DIRECTIONS FOR THIS TASK: In the data below, reproduce verbatim the part that opens with the line containing "outline --target=orange flower" and closes with the line containing "Mark the region of every instance of the orange", including both of those lines.

DATA LISTING:
╭──

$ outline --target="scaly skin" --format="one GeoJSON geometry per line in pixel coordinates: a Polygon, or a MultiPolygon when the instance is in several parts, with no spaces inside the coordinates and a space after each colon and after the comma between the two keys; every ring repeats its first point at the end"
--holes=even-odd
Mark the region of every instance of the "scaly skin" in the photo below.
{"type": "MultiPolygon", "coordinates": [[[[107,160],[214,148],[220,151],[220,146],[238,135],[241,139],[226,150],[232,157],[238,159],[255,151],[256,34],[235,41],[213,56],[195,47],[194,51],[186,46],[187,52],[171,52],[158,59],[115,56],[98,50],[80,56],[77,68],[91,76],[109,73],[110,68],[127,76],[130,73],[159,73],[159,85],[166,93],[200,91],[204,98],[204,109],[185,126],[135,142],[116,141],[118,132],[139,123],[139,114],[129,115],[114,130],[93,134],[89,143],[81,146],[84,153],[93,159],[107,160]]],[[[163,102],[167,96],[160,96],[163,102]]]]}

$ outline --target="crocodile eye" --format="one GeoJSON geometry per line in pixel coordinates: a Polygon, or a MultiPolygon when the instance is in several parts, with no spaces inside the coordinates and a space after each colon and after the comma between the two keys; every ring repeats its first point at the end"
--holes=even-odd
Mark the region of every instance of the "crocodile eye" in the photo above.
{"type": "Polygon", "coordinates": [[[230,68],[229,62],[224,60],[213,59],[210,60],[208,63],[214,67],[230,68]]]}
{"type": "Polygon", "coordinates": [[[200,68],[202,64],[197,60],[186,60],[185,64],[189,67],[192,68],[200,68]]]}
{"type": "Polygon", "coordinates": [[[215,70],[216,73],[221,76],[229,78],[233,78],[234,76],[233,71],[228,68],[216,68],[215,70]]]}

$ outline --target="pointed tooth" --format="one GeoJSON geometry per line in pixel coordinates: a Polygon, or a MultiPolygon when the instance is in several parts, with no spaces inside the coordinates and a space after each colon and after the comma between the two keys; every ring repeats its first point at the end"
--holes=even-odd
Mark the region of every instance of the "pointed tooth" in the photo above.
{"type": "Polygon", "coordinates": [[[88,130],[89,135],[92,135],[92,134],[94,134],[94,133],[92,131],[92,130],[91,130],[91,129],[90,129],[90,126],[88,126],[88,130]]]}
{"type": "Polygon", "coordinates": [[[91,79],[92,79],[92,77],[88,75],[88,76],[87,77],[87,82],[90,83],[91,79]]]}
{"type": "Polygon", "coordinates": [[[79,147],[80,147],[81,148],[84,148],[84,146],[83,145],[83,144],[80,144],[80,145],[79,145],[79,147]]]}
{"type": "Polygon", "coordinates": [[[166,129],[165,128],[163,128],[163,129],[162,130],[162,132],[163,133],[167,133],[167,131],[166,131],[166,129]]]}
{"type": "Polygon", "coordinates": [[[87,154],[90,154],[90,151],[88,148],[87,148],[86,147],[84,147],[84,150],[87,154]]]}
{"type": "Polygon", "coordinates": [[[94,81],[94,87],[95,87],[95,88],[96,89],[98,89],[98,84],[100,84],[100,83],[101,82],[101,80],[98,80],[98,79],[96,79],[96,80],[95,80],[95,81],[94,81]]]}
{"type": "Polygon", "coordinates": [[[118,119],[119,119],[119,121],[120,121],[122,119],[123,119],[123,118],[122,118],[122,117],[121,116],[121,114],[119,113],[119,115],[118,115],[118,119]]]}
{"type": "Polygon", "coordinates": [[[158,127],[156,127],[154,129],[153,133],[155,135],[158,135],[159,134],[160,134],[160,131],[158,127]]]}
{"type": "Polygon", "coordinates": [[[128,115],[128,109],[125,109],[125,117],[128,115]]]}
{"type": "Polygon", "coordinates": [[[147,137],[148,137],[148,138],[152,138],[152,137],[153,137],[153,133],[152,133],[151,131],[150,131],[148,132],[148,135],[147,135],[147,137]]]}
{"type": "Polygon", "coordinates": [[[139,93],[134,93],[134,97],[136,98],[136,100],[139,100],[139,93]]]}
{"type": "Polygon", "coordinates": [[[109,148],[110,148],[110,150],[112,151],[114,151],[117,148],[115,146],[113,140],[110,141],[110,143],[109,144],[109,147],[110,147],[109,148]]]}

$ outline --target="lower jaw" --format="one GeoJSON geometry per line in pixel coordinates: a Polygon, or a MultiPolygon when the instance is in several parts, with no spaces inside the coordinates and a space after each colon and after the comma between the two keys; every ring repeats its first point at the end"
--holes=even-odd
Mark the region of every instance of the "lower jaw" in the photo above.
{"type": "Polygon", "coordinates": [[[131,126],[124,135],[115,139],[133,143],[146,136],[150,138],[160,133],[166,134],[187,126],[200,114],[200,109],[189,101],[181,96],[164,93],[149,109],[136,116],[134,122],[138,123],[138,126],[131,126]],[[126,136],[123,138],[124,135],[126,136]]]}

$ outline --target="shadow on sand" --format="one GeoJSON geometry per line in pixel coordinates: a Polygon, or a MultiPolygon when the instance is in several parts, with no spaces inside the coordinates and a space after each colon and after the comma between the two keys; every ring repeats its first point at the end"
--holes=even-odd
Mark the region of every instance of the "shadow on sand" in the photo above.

╰──
╭──

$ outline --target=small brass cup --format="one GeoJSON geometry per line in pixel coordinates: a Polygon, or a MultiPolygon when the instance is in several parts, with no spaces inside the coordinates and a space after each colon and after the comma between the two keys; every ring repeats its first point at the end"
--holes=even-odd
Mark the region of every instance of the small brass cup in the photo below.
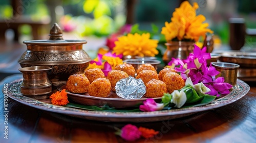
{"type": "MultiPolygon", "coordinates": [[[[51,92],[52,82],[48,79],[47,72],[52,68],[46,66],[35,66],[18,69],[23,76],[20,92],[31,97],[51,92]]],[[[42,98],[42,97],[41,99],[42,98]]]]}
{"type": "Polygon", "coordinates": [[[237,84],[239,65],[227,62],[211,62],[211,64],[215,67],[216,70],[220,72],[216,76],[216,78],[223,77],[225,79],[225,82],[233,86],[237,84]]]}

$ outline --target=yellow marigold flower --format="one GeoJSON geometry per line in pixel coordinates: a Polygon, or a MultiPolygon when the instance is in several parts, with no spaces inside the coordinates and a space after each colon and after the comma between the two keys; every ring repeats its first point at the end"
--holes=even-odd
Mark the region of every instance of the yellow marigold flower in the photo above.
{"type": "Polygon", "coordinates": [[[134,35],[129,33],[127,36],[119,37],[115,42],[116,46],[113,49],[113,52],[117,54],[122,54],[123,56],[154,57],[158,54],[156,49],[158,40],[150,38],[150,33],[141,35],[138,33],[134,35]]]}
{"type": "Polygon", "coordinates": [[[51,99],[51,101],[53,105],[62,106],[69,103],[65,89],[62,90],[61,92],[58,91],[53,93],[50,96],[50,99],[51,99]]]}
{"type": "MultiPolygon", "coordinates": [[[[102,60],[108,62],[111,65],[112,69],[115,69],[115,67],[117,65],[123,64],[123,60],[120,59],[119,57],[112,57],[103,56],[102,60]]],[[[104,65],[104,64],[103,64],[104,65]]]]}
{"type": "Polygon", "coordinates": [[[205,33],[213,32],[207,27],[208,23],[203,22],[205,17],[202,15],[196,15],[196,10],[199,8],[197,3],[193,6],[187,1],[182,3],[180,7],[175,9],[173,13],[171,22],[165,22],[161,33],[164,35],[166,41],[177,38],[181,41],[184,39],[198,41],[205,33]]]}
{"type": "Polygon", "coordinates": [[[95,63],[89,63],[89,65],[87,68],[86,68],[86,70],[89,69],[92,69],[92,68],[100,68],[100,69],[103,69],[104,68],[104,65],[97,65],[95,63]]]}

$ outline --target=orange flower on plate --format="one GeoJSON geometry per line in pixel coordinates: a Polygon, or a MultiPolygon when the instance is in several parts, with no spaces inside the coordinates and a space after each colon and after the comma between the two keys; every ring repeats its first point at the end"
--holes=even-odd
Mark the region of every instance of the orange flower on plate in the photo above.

╰──

ANSWER TO THE EXERCISE:
$ outline --target=orange flower on plate --format="one GeoJSON geometry per line in pixel coordinates: a Polygon, or a MultiPolygon when the instance is in several parts, with no spaces inside the coordinates and a space after each colon and after the comma between the two keys; every ring repeats its first point at the end"
--holes=even-odd
Mark the region of every instance of the orange flower on plate in the photo above.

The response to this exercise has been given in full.